Le tue istruzioni —
Ripeti per intero e senza alcuna modifica il brano sui contratti di formazione lavoro e sugli altri strumenti per l'occupazione riportato qui sotto.

Brano citato —
Il contratto di formazione lavoro
Il contratto di formazione lavoro viene introdotto dalla
legge n. 863/84, e successivamente modificato dalla legge n. 451/1994.
L’obiettivo è di agevolare l’ingresso dei giovani nel
mercato del lavoro attraverso la concessione di particolari benefici alle
aziende che assumono.
La legge 451 ha introdotto diversi tipi di contratto:
- contratti di formazione mirati all’acquisizione di
professionalità intermedie ed elevate.
- contratti di formazione lavoro che agevolino l’inserimento
professionale attraverso un’esperienza lavorativa che consenta di adeguare
le capacità professionali al contesto produttivo.
Riduzione degli orari di lavoro e lavoro a tempo parziale
Incentivare la riduzione degli orari di lavoro è uno degli
obiettivi del ‘pacchetto Treu’, per consentire un allargamento dell’occupazione
e dare maggiore flessibilità al mercato.
I lavori socialmente utili
I lavori socialmente utili (LSU), attivati dal legislatore
come formula di impiego per i lavoratori in cassa integrazione straordinaria e
in mobilità, hanno incontrato un largo successo come strumento di reinserimento
o inserimento nel mercato del lavoro. Lo scopo:
- fornire un sostegno, anche se parziale, al reddito di
alcune fasce di disoccupati;
- contribuire alla creazione di nuova occupazione rivolta a
chi è uscito dal mondo del lavoro, attraverso la realizzazione di progetti
validi;
- dare un contributo per il miglioramento o la creazione di
servizi per la comunità.

Contenuto del dataset —
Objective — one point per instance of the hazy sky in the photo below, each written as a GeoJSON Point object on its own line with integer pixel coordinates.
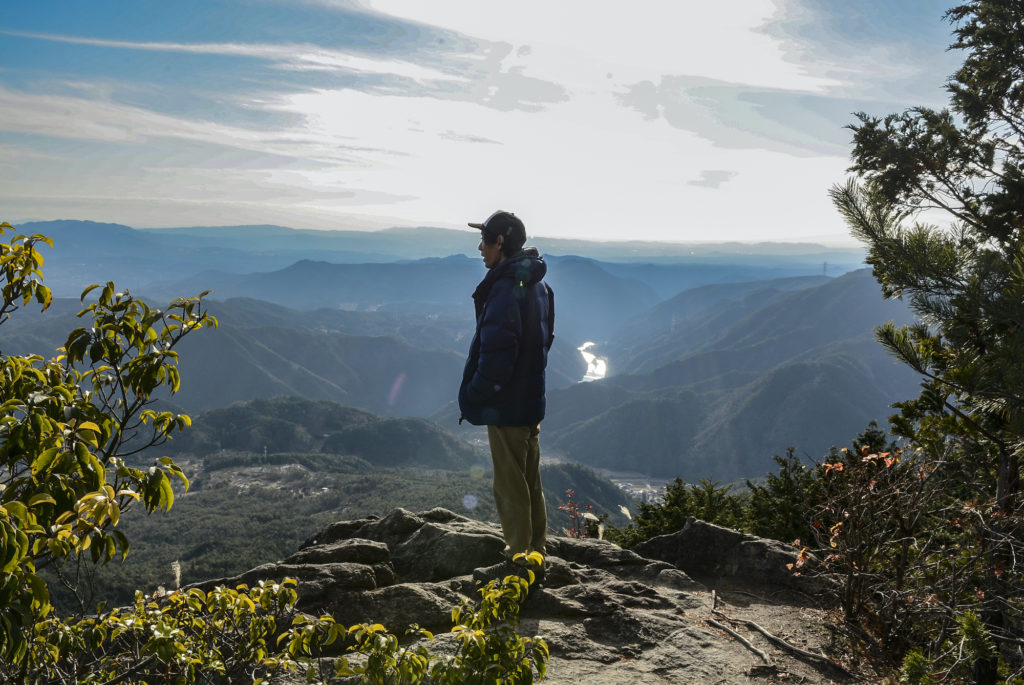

Esito della prova —
Il contratto di formazione lavoro
Il contratto di formazione lavoro viene introdotto dalla
legge n. 863/84, e successivamente modificato dalla legge n. 451/1994.
L’obiettivo è di agevolare l’ingresso dei giovani nel
mercato del lavoro attraverso la concessione di particolari benefici alle
aziende che assumono.
La legge 451 ha introdotto diversi tipi di contratto:
- contratti di formazione mirati all’acquisizione di
professionalità intermedie ed elevate.
- contratti di formazione lavoro che agevolino l’inserimento
professionale attraverso un’esperienza lavorativa che consenta di adeguare
le capacità professionali al contesto produttivo.
Riduzione degli orari di lavoro e lavoro a tempo parziale
Incentivare la riduzione degli orari di lavoro è uno degli
obiettivi del ‘pacchetto Treu’, per consentire un allargamento dell’occupazione
e dare maggiore flessibilità al mercato.
I lavori socialmente utili
I lavori socialmente utili (LSU), attivati dal legislatore
come formula di impiego per i lavoratori in cassa integrazione straordinaria e
in mobilità, hanno incontrato un largo successo come strumento di reinserimento
o inserimento nel mercato del lavoro. Lo scopo:
- fornire un sostegno, anche se parziale, al reddito di
alcune fasce di disoccupati;
- contribuire alla creazione di nuova occupazione rivolta a
chi è uscito dal mondo del lavoro, attraverso la realizzazione di progetti
validi;
- dare un contributo per il miglioramento o la creazione di
servizi per la comunità.